***** Dataset records

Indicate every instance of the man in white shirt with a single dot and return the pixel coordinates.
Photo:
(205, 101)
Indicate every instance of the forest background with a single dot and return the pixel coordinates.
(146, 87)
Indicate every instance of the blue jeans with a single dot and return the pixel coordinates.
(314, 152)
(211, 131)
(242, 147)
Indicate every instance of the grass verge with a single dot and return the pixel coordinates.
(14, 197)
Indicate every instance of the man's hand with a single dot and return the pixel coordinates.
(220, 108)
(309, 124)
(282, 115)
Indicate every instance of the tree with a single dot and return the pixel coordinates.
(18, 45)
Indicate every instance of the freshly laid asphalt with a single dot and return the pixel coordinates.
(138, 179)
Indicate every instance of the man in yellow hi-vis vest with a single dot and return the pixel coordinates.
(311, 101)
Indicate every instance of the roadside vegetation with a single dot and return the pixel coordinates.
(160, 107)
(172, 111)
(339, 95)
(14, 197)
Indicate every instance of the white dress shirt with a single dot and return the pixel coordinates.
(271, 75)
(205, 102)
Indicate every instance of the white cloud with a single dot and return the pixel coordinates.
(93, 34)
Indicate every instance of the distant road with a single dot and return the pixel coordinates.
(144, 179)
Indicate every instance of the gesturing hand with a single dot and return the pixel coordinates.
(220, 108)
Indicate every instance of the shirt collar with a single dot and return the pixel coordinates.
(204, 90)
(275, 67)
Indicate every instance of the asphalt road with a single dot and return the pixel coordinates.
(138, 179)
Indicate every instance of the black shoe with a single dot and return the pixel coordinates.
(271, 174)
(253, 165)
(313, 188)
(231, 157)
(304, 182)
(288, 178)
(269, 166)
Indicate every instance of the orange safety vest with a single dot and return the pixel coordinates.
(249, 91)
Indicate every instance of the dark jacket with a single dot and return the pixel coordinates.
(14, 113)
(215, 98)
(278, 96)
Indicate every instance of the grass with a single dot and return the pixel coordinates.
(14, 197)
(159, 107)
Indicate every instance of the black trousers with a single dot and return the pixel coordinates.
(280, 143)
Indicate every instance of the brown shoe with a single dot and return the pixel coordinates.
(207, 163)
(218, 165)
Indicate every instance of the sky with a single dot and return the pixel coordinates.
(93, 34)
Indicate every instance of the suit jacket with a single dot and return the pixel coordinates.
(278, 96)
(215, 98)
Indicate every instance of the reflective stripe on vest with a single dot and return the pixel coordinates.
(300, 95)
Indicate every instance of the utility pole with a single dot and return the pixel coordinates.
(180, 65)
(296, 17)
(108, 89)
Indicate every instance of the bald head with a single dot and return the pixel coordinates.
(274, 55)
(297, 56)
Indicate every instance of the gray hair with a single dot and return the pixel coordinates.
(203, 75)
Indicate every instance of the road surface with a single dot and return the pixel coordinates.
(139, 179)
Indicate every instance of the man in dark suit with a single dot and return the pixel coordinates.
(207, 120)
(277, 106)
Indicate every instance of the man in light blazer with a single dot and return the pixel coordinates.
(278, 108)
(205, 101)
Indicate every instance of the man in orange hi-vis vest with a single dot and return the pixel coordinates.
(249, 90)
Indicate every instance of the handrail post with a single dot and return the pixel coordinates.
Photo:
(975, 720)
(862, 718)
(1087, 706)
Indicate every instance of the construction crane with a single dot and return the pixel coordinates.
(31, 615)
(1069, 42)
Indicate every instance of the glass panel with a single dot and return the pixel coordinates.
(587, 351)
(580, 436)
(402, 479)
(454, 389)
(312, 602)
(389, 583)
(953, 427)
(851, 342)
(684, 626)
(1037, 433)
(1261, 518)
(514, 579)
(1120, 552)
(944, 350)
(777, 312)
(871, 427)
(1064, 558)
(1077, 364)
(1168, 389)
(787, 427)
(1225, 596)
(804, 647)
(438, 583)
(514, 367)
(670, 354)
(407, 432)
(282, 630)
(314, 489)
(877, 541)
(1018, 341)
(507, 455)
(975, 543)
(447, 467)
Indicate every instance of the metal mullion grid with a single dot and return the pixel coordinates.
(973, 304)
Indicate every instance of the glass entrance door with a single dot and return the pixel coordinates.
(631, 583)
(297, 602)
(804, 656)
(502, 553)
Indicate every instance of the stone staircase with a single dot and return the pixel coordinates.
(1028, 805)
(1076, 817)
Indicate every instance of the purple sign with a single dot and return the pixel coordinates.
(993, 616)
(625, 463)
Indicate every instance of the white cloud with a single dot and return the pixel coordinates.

**********

Aim of the task: All of the lines above need to be given again exactly.

Task output:
Indicate every instance of the man in white shirt with a single dot and return the pixel coordinates.
Photo:
(205, 101)
Indicate every instance of the forest background with a single dot and return the pixel coordinates.
(146, 87)
Indicate every instance of the blue jeans with a single dot and return the pixel coordinates.
(314, 152)
(211, 131)
(242, 147)
Indicate every instance of the grass verge with a single dot and return the pixel coordinates.
(14, 197)
Indicate every instance of the man's hand with a single dot and return the pixel coordinates.
(220, 108)
(309, 124)
(282, 115)
Indicate every instance of the tree with a single dot and return the pixel coordinates.
(18, 45)
Indicate every instance of the freshly laid asphalt with a single dot and return the pixel coordinates.
(138, 179)
Indicate every instance of the man in yellow hi-vis vest with a single dot and return the pixel coordinates.
(311, 101)
Indicate every instance of the roadside vegetation with a single dot and return the pixel coordinates.
(160, 107)
(172, 111)
(339, 95)
(14, 197)
Indicate every instance of the white dress shirt with a single dot and return the pixel coordinates.
(271, 75)
(205, 102)
Indicate every instance of the white cloud with a single dot and return the pixel coordinates.
(93, 34)
Indicate every instance of the distant road with a single dot and return the pixel coordinates.
(144, 179)
Indicate every instance of the gesturing hand with a single dot and return the pixel coordinates.
(220, 108)
Indicate every instance of the shirt collar with a single dot and return the pixel coordinates.
(204, 90)
(275, 67)
Indicate every instance of the asphalt road with a single dot and return the pixel coordinates.
(138, 179)
Indicate every instance of the black shoe with a single dot and return the pixel coordinates.
(271, 174)
(253, 165)
(313, 188)
(231, 157)
(304, 182)
(288, 178)
(269, 166)
Indicate every instance of the orange safety vest with a single dot and return the pixel coordinates.
(249, 91)
Indicate every instance of the dark jacket with a single dot and return the pixel coordinates.
(14, 113)
(215, 98)
(278, 96)
Indicate every instance of the grass with a single dot and return the pixel coordinates.
(14, 197)
(159, 107)
Indicate every instance of the black trousers with a single dot and return the pixel coordinates.
(280, 143)
Indicate every instance of the brown shoe with a single dot and return the pixel coordinates.
(207, 163)
(218, 165)
Indicate every instance of the sky with a single dot and return the pixel coordinates.
(93, 34)
Indicate every instance of the suit jacket with a single dot and return the pixel coordinates.
(278, 96)
(215, 98)
Indicate every instance of the reflective stripe on vest with a single dot and return the pixel coordinates.
(300, 95)
Indicate every instance of the utility pole with a single dot and return the pixel coordinates.
(180, 65)
(296, 17)
(108, 89)
Indicate every instance of the bald head with a single dot and return the pixel coordinates.
(274, 55)
(297, 56)
Indicate every instance of the gray hair with a single dot and return the pixel coordinates.
(203, 75)
Indicate every instance of the road surface with a single dot and return the pixel coordinates.
(139, 179)
Indicate every instance of the man in dark suit with a single dot and return the pixel coordinates.
(207, 120)
(277, 106)
Indicate every instance of the man in light blazer with a single dot and return the pixel coordinates.
(278, 108)
(205, 101)
Indicate every instance of the man in orange hi-vis vest with a single dot and return the pixel coordinates.
(249, 90)
Indicate every instance of the handrail post with a single dot and return the pixel coordinates.
Photo:
(975, 720)
(862, 718)
(1087, 706)
Indicate every instance of the construction crane with a single dot and return the pixel coordinates.
(31, 615)
(1069, 42)
Indicate every instance of the glass panel with a single dot and return the pixel coordinates.
(587, 351)
(580, 436)
(402, 479)
(454, 389)
(312, 602)
(389, 583)
(953, 427)
(851, 342)
(684, 626)
(1037, 433)
(1261, 518)
(514, 579)
(1120, 552)
(944, 350)
(777, 312)
(871, 427)
(1064, 558)
(1077, 364)
(1168, 389)
(787, 427)
(1225, 596)
(804, 647)
(438, 583)
(514, 367)
(670, 354)
(407, 432)
(282, 630)
(314, 489)
(877, 541)
(1018, 341)
(507, 455)
(975, 543)
(447, 467)
Indicate every instance of the metal mullion grid with a single dot and return the pixel coordinates.
(973, 304)
Indicate every instance of the glass entrance door with a single dot and return the pixel coordinates.
(631, 583)
(297, 602)
(804, 656)
(502, 553)
Indicate every instance of the stone staircase with a single dot and return the pixel coordinates.
(1028, 805)
(1076, 817)
Indicate every instance of the purple sign with a single dot and return the pixel coordinates.
(993, 616)
(625, 463)
Indicate every instance of the white cloud with a single dot and return the pixel coordinates.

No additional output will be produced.